Reproduce the records from the line containing "Target: yellow poppy bloom" through the end of the records, including both ends.

Extracted data:
>> BEGIN

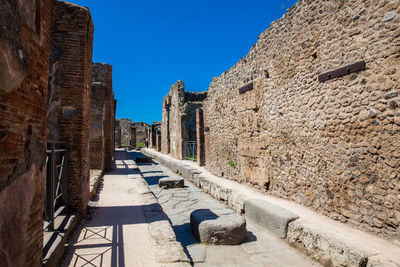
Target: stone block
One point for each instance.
(171, 182)
(328, 247)
(223, 229)
(269, 216)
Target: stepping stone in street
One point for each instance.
(223, 229)
(171, 182)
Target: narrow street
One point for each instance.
(116, 231)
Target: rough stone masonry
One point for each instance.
(333, 146)
(179, 118)
(24, 70)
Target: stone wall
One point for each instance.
(24, 68)
(70, 91)
(125, 125)
(117, 134)
(97, 118)
(154, 130)
(332, 146)
(102, 117)
(105, 75)
(179, 118)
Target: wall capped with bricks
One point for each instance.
(71, 66)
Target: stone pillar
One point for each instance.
(206, 140)
(133, 137)
(24, 76)
(98, 119)
(181, 140)
(158, 141)
(200, 137)
(117, 134)
(105, 73)
(71, 56)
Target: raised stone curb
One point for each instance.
(269, 216)
(169, 182)
(212, 228)
(233, 199)
(327, 248)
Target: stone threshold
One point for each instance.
(329, 242)
(167, 250)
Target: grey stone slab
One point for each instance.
(326, 249)
(208, 227)
(161, 231)
(269, 216)
(169, 182)
(389, 16)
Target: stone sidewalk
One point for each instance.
(118, 229)
(260, 247)
(325, 240)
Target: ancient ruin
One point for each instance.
(289, 158)
(51, 120)
(179, 119)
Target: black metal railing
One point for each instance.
(56, 182)
(190, 150)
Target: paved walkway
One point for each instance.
(260, 248)
(116, 233)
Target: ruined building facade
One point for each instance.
(102, 117)
(70, 92)
(24, 68)
(330, 142)
(142, 130)
(311, 114)
(125, 125)
(155, 136)
(179, 118)
(45, 96)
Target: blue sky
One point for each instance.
(153, 43)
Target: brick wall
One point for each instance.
(71, 59)
(24, 54)
(110, 107)
(155, 127)
(117, 134)
(179, 118)
(97, 118)
(125, 125)
(334, 145)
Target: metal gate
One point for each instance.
(56, 182)
(190, 150)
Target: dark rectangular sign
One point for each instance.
(246, 88)
(342, 71)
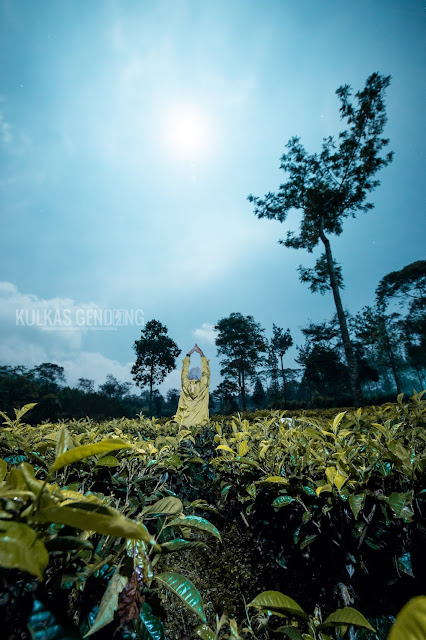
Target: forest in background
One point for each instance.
(389, 341)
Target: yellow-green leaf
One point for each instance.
(225, 447)
(347, 615)
(195, 522)
(20, 548)
(23, 410)
(3, 469)
(340, 479)
(244, 448)
(185, 590)
(87, 450)
(168, 506)
(410, 623)
(112, 525)
(272, 600)
(330, 472)
(109, 603)
(108, 461)
(338, 419)
(62, 442)
(204, 632)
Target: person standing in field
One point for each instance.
(193, 407)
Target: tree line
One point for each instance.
(344, 359)
(389, 342)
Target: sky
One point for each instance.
(132, 132)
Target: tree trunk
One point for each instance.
(347, 344)
(243, 387)
(284, 380)
(391, 357)
(417, 370)
(150, 393)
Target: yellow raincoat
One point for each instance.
(193, 405)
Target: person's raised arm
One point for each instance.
(198, 350)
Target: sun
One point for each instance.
(187, 132)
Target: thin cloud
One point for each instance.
(205, 333)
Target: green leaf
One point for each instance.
(195, 522)
(403, 564)
(178, 544)
(282, 501)
(107, 461)
(3, 469)
(224, 447)
(109, 603)
(185, 590)
(154, 628)
(347, 615)
(42, 625)
(273, 479)
(308, 540)
(398, 504)
(168, 506)
(67, 543)
(290, 632)
(247, 461)
(410, 623)
(110, 525)
(204, 632)
(62, 442)
(337, 420)
(23, 410)
(244, 448)
(356, 502)
(340, 479)
(87, 450)
(20, 548)
(309, 491)
(277, 600)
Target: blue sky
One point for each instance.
(131, 134)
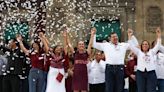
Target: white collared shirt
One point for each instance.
(114, 54)
(159, 65)
(96, 72)
(145, 61)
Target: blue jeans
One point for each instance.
(114, 77)
(146, 81)
(160, 85)
(36, 80)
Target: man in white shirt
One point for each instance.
(96, 73)
(115, 55)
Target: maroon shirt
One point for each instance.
(130, 69)
(47, 62)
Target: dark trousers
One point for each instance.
(45, 81)
(97, 87)
(160, 85)
(11, 83)
(114, 78)
(146, 81)
(1, 81)
(132, 87)
(24, 85)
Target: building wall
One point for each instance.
(141, 17)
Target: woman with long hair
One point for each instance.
(80, 75)
(145, 76)
(57, 69)
(36, 55)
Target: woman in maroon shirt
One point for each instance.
(80, 75)
(130, 71)
(56, 74)
(36, 55)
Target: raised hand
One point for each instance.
(41, 35)
(93, 31)
(130, 33)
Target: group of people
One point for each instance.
(66, 69)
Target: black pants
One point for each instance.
(11, 83)
(1, 80)
(97, 87)
(24, 85)
(114, 78)
(132, 87)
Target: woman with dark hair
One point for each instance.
(56, 74)
(36, 55)
(145, 76)
(159, 67)
(80, 75)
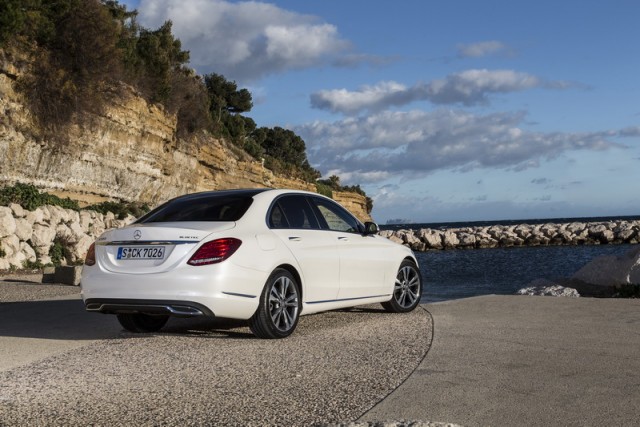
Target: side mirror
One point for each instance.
(370, 228)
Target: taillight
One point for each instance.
(90, 259)
(215, 251)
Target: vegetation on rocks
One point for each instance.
(29, 197)
(84, 53)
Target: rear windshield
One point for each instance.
(215, 208)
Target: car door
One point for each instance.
(363, 259)
(293, 220)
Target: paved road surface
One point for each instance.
(514, 360)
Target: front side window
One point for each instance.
(336, 217)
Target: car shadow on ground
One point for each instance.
(55, 320)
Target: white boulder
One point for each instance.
(543, 287)
(7, 222)
(609, 270)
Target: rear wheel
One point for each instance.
(280, 305)
(139, 322)
(407, 289)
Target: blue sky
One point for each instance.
(440, 110)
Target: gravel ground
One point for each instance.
(336, 366)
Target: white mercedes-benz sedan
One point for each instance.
(262, 255)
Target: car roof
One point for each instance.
(247, 192)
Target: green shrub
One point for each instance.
(324, 189)
(32, 265)
(30, 198)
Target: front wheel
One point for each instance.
(280, 305)
(139, 322)
(407, 289)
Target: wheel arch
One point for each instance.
(296, 275)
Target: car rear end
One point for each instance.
(177, 268)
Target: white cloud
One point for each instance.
(470, 87)
(415, 143)
(484, 48)
(245, 40)
(377, 97)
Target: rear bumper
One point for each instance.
(220, 290)
(171, 308)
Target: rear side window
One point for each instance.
(292, 212)
(335, 217)
(210, 208)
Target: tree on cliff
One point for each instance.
(225, 96)
(82, 51)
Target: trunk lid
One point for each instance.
(153, 248)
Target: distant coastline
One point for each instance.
(536, 232)
(407, 224)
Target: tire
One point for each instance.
(280, 305)
(140, 322)
(407, 289)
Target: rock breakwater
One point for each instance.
(574, 233)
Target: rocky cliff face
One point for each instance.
(130, 152)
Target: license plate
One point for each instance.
(141, 252)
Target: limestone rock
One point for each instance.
(43, 235)
(611, 270)
(449, 240)
(23, 229)
(17, 210)
(542, 287)
(7, 222)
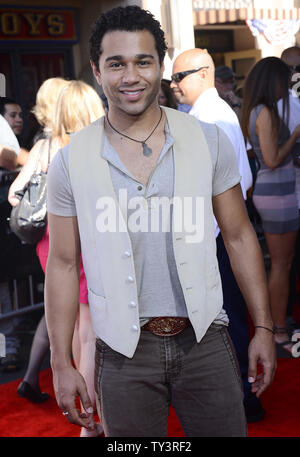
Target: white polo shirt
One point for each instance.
(211, 108)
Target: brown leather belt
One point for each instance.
(167, 326)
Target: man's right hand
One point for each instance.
(68, 384)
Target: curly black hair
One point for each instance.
(130, 19)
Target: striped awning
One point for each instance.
(217, 16)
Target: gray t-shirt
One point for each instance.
(159, 288)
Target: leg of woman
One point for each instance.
(282, 250)
(29, 387)
(86, 363)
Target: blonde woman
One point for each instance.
(77, 106)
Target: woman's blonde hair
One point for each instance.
(77, 106)
(46, 99)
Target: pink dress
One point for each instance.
(42, 250)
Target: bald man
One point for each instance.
(193, 82)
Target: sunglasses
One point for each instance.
(177, 77)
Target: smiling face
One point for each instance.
(129, 72)
(13, 115)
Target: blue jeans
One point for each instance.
(200, 380)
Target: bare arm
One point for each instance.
(8, 158)
(248, 267)
(273, 154)
(61, 307)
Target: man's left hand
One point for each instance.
(261, 351)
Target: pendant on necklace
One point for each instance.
(146, 150)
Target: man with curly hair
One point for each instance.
(126, 193)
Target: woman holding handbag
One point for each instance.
(77, 105)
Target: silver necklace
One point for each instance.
(146, 150)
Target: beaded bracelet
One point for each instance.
(266, 328)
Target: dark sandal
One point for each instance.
(280, 349)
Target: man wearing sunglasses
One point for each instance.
(193, 82)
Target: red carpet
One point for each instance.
(20, 418)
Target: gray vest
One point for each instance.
(107, 255)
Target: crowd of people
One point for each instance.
(176, 330)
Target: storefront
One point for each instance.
(35, 44)
(239, 32)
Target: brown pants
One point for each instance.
(200, 380)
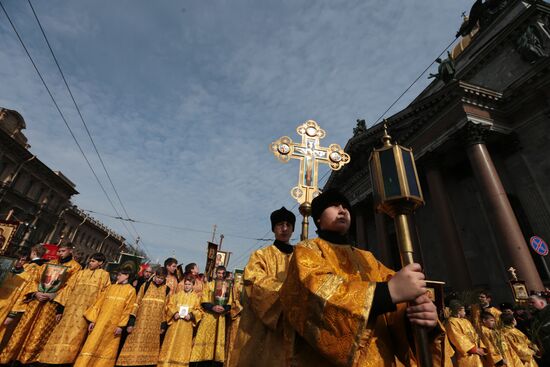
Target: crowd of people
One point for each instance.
(320, 303)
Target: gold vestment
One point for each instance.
(521, 345)
(327, 297)
(260, 339)
(464, 337)
(37, 322)
(111, 310)
(498, 349)
(142, 345)
(68, 336)
(178, 342)
(209, 342)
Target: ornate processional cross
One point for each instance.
(310, 154)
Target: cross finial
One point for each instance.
(386, 139)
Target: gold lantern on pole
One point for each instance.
(397, 193)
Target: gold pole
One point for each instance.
(305, 210)
(406, 252)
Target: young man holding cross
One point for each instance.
(346, 308)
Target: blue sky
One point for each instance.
(183, 99)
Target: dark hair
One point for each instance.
(66, 245)
(98, 256)
(39, 250)
(162, 272)
(189, 278)
(170, 261)
(507, 319)
(189, 267)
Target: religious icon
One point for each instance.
(52, 278)
(519, 290)
(184, 311)
(6, 265)
(222, 288)
(7, 231)
(220, 258)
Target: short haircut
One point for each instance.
(170, 261)
(98, 256)
(67, 244)
(189, 267)
(507, 319)
(161, 272)
(189, 278)
(39, 250)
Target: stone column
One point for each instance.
(450, 239)
(503, 220)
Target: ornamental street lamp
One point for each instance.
(397, 193)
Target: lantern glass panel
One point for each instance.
(389, 173)
(409, 170)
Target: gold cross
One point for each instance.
(310, 153)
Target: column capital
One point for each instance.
(474, 133)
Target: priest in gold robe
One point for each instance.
(14, 283)
(38, 319)
(80, 294)
(147, 321)
(107, 317)
(518, 341)
(262, 324)
(346, 308)
(468, 345)
(183, 313)
(209, 345)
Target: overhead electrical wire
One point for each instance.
(61, 113)
(83, 121)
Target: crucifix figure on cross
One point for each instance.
(310, 154)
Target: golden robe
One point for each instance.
(327, 297)
(262, 324)
(521, 345)
(178, 342)
(111, 310)
(71, 332)
(498, 349)
(10, 292)
(464, 337)
(142, 345)
(37, 322)
(209, 342)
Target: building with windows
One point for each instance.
(480, 133)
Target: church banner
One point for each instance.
(7, 231)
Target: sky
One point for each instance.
(183, 99)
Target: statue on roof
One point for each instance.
(360, 128)
(446, 70)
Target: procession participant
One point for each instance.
(498, 350)
(147, 322)
(262, 323)
(178, 342)
(171, 266)
(13, 285)
(145, 275)
(38, 317)
(80, 294)
(209, 345)
(345, 307)
(109, 314)
(518, 341)
(467, 344)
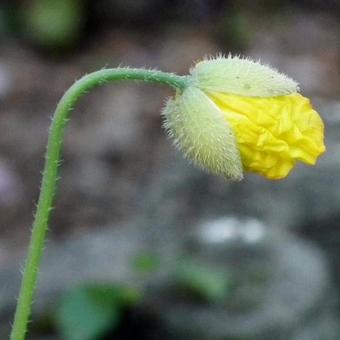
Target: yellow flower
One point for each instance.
(273, 133)
(238, 114)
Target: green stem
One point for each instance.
(50, 174)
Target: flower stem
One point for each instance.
(50, 174)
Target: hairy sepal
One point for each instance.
(199, 129)
(242, 77)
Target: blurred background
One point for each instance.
(142, 244)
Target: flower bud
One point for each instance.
(274, 126)
(199, 129)
(243, 77)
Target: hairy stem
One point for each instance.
(50, 174)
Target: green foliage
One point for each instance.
(52, 24)
(88, 312)
(203, 282)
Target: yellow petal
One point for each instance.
(274, 132)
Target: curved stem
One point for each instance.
(49, 180)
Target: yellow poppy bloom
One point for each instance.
(273, 132)
(238, 114)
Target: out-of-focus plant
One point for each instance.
(228, 115)
(51, 24)
(88, 312)
(203, 283)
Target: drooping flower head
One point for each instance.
(239, 114)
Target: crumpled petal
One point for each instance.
(274, 132)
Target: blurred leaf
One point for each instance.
(87, 312)
(146, 262)
(206, 283)
(51, 23)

>> END

Result of the task:
Target: yellow poppy bloom
One point for each instance.
(273, 132)
(238, 114)
Target: out-of-focus plant
One point for each instance.
(228, 115)
(51, 24)
(88, 312)
(203, 283)
Target: drooping flower head
One point for each instance.
(239, 114)
Target: crumpled petal
One point for each instance.
(274, 132)
Target: blurred leaf
One point for each instance.
(87, 312)
(146, 262)
(206, 283)
(51, 23)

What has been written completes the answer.